指示
手袋に関する抜粋の「よって、用途を限定しない手袋」から「長く伸びている爪を意味する。」までの箇所を、一字一句変えずに書き写してください。

よって、用途を限定しない手袋として、掌を入れる掌袋部と、少なくとも何れかの指が入れられる指袋とからなる手袋本体と、当該指袋の先端に収容されて爪の下面を保持するサポート部材とからなり、当該サポート部材が収容される指袋は、そこに入る指の指先よりも軸方向に長く形成されており、この指先よりも長く形成された指袋の空間内に前記サポート部材が収容さている事を特徴とする手袋も本発明に含まれる。
【0026】
なお、本明細書中で単に「爪」と示した場合には、自爪および付け爪を含む意味であり、その表面に凹凸のある装飾が施されているか否かは問わないが、少なくとも指先よりも長く伸びている爪を意味する。
【発明の効果】
【0027】
本発明にかかる手袋によれば、単に爪を保護するだけでなく、指先から伸びた爪をも有効に利用する事ができ、あたかも指が伸びたかのようにして洗髪その他の作業を行うことができる。

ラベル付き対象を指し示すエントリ
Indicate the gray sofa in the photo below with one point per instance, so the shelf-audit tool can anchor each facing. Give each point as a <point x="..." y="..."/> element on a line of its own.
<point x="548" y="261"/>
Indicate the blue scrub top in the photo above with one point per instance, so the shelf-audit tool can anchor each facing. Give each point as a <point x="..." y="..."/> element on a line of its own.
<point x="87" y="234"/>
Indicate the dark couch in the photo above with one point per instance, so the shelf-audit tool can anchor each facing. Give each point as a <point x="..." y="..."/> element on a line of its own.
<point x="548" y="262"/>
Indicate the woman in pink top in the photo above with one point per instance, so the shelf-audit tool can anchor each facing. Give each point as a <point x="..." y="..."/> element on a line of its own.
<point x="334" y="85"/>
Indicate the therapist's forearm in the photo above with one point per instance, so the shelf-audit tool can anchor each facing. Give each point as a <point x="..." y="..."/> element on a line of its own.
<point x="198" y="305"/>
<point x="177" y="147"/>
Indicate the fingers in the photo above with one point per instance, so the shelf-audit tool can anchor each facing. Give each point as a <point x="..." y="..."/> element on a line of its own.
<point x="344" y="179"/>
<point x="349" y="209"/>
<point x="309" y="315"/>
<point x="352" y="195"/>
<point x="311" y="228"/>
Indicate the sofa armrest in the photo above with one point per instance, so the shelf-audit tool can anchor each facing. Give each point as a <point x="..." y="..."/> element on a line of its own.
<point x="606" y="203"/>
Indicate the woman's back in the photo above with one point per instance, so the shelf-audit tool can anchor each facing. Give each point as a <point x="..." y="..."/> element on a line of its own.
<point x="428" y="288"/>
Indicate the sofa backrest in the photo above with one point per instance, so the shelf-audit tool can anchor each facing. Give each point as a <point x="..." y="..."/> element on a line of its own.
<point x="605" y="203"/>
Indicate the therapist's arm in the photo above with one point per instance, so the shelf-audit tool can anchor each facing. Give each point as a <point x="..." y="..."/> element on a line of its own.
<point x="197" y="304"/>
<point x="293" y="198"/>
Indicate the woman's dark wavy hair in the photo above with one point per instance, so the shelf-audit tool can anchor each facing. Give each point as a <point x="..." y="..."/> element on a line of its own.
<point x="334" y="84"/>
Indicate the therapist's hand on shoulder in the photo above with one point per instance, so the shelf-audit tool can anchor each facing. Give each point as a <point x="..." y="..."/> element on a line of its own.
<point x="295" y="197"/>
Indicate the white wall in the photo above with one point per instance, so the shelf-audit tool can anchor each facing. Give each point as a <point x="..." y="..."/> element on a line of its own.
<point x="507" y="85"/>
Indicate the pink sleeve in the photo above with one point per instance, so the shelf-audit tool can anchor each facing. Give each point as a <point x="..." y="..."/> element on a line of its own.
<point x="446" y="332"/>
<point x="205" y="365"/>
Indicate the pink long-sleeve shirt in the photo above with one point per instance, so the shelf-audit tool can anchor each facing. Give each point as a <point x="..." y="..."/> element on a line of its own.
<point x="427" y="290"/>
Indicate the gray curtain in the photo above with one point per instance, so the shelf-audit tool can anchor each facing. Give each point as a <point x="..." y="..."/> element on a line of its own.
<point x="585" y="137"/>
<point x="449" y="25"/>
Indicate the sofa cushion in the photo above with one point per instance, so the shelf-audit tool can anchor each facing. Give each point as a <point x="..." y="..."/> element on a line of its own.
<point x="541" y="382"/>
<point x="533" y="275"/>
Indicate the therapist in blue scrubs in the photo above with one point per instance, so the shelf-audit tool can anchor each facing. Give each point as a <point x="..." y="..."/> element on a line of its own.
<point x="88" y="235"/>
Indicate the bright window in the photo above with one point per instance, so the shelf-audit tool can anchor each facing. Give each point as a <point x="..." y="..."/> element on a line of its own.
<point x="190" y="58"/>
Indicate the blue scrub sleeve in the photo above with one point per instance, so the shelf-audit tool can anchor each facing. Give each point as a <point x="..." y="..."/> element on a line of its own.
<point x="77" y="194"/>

解答
よって、用途を限定しない手袋として、掌を入れる掌袋部と、少なくとも何れかの指が入れられる指袋とからなる手袋本体と、当該指袋の先端に収容されて爪の下面を保持するサポート部材とからなり、当該サポート部材が収容される指袋は、そこに入る指の指先よりも軸方向に長く形成されており、この指先よりも長く形成された指袋の空間内に前記サポート部材が収容さている事を特徴とする手袋も本発明に含まれる。
【0026】
なお、本明細書中で単に「爪」と示した場合には、自爪および付け爪を含む意味であり、その表面に凹凸のある装飾が施されているか否かは問わないが、少なくとも指先よりも長く伸びている爪を意味する。